### What to work on:
[A] From the silk scaffold passage, write out the part starting with "Silk, a unique" and going on through "micromass culture techniques.".
[B] Using the silk scaffold passage, answer each question briefly:
(i) For up to how long were the human adipose-derived stem cells cultured?
(ii) From what two sources can these stem cells easily be obtained?
(iii) From what creatures is silk derived?
[C] Name every lineage that the silk scaffold passage says human adipose-derived stem cells can differentiate into.

### Passage to read:
<<<<

In vitro chondrogenic differentiation of human adipose-derived stem cells with silk scaffolds.

Human adipose-derived stem cells have shown chondrogenic differentiation potential in cartilage tissue engineering in combination with natural and synthetic biomaterials. In the present study, we hypothesized that porous aqueous-derived silk protein scaffolds would be suitable for chondrogenic differentiation of human adipose-derived stem cells. Human adipose-derived stem cells were cultured up to 6 weeks, and cell proliferation and chondrogenic differentiation were investigated and compared with those in conventional micromass culture. Cell proliferation, glycosaminoglycan, and collagen levels in aqueous-derived silk scaffolds were significantly higher than in micromass culture. Transcript levels of SOX9 and type II collagen were also upregulated in the cell-silk constructs at 6 weeks. Histological examination revealed that the pores of the silk scaffolds were filled with cells uniformly distributed. In addition, chondrocyte-specific lacunae formation was evident and distributed in the both groups. The results suggest the biodegradable and biocompatible three-dimensional aqueous-derived silk scaffolds provided an improved environment for chondrogenic differentiation compared to micromass culture.

Introduction

Due to its avascularity and low biosynthetic activity, articular cartilage has limited self-regenerative capacity after tissue damage as a result of trauma, developmental anomalies, or progressive degeneration such as osteoarthritis.[1,2] Several therapies have been attempted to repair cartilage defects, including curettage, transplantation of chondrocytes, and drilling through the subchondral bone.[3-6] Although these therapies provide some benefits, the outcomes are generally less satisfactory because the repair tissue often resembles fibrocartilage rather than hyaline cartilage. In recent years, cell-based articular cartilage tissue engineering has proved to be a promising alternative therapy for repairing damaged cartilage by combining chondrogenic cells, biomaterial scaffolds, and suitable culture conditions.[7,8]

Chondrocytes and stem cells are commonly used for cartilage tissue engineering. Previously, autologous chondrocytes were preferred, but present studies have suggested that autologous cells have additional problems of dedifferentiation upon increased passaging for cell expansion, donor site limitation, and morbidity.[7,9] Recently, many studies have indicated that human adipose-derived stem cells (hASCs) can easily be obtained from liposuction waste or arthroscopy, and maintained in a stable undifferentiated state during in vitro expansion. These cells have the capacity to differentiate into cartilage, bone, muscle, and adipose lineages.[7,9-13] Although some studies suggest that hASCs may have limited chondrogenic potential and might not be suitable for cartilage regeneration,[14,15] several studies have shown the in vivo and in vitro chondrogenic differentiation potential of hASCs in cartilage tissue engineering approaches using natural and synthetic scaffolds.[16-19]

Silk, a unique family of proteins derived from silkworms and spiders, is a novel protein-based polymeric biomaterial with impressive mechanical properties, biocompatibility, and biodegradability.[20-22] Previous studies have reported in vitro cartilage tissue engineering of bone marrow–derived stem cells (BMSCs) and embryonic stem cell-derived mesenchymal stem cells using three-dimensional (3D) degradable silk-based scaffolds.[23-25]

In the present study, we hypothesized that hASCs could be suitable for chondrogenic differentiation using porous aqueous-derived silk scaffolds. The chondrogenic differentiation potential of hASCs in aqueous-derived silk scaffolds was compared with conventional micromass culture techniques.

>>>>

### Dataset content:
<<<<

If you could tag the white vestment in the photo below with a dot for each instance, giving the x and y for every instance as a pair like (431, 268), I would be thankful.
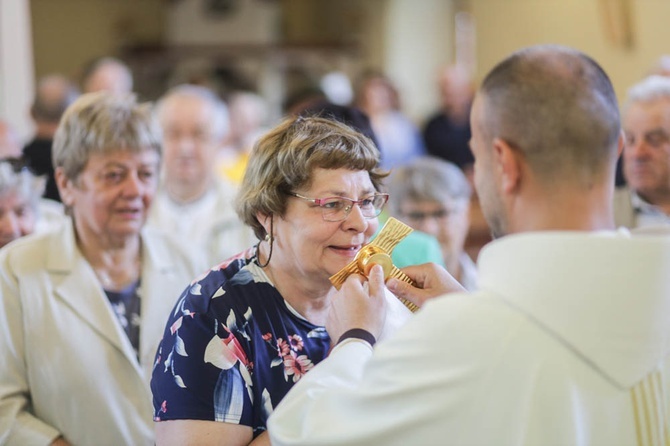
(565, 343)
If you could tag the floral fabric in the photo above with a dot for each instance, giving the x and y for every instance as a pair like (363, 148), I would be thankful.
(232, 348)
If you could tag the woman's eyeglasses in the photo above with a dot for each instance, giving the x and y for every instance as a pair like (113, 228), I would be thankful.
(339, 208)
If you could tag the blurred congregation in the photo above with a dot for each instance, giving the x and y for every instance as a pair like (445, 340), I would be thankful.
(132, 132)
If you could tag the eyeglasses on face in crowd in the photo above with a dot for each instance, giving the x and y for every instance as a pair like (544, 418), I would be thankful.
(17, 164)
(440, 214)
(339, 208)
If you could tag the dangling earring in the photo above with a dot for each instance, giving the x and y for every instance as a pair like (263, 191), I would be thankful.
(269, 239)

>>>>
<<<<

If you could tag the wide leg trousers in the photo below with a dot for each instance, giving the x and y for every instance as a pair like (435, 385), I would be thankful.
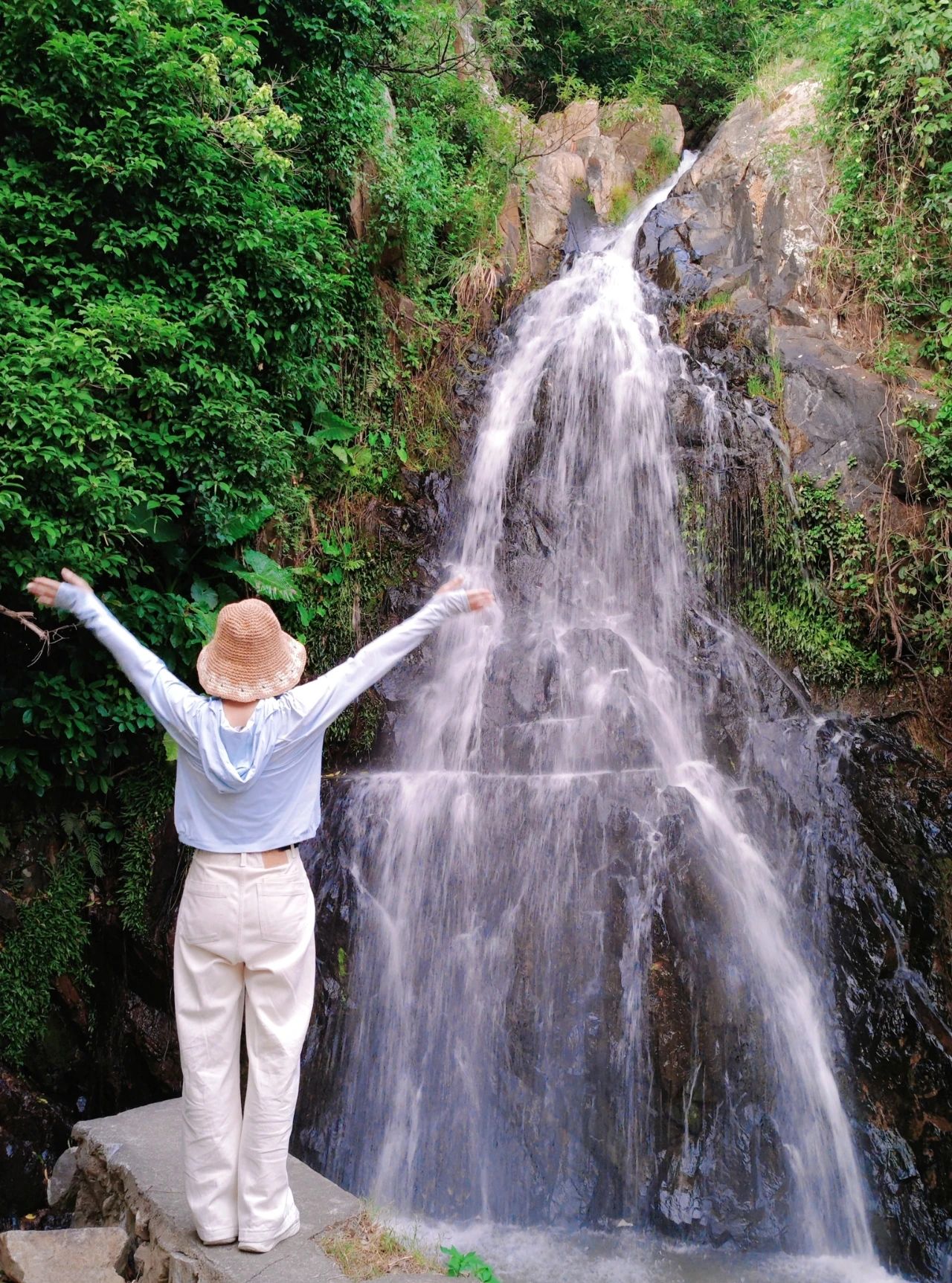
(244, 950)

>>>>
<<<<

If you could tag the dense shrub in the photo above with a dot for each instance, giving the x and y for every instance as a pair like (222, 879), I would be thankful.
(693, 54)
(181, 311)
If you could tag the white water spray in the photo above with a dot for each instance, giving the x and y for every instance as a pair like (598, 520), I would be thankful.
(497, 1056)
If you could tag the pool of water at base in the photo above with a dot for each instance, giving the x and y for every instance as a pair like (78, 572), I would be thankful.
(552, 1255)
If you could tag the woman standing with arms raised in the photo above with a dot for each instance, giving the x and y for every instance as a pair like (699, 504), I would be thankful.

>>>>

### Numbered responses:
[A]
Silk, a unique family of proteins derived from silkworms and spiders, is a novel protein-based polymeric biomaterial with impressive mechanical properties, biocompatibility, and biodegradability.[20-22] Previous studies have reported in vitro cartilage tissue engineering of bone marrow–derived stem cells (BMSCs) and embryonic stem cell-derived mesenchymal stem cells using three-dimensional (3D) degradable silk-based scaffolds.[23-25]

In the present study, we hypothesized that hASCs could be suitable for chondrogenic differentiation using porous aqueous-derived silk scaffolds. The chondrogenic differentiation potential of hASCs in aqueous-derived silk scaffolds was compared with conventional micromass culture techniques.

[B]
(i) Up to 6 weeks
(ii) Liposuction waste or arthroscopy
(iii) Silkworms and spiders

[C] Cartilage, bone, muscle, adipose